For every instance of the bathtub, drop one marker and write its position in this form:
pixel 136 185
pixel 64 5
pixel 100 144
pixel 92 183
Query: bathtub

▶ [Exercise details] Copy the material above line by line, with no changes to wording, numbers, or order.

▶ [Task solution]
For every instance of the bathtub, drop one marker and write its position in this form:
pixel 136 185
pixel 64 5
pixel 100 144
pixel 92 183
Query: bathtub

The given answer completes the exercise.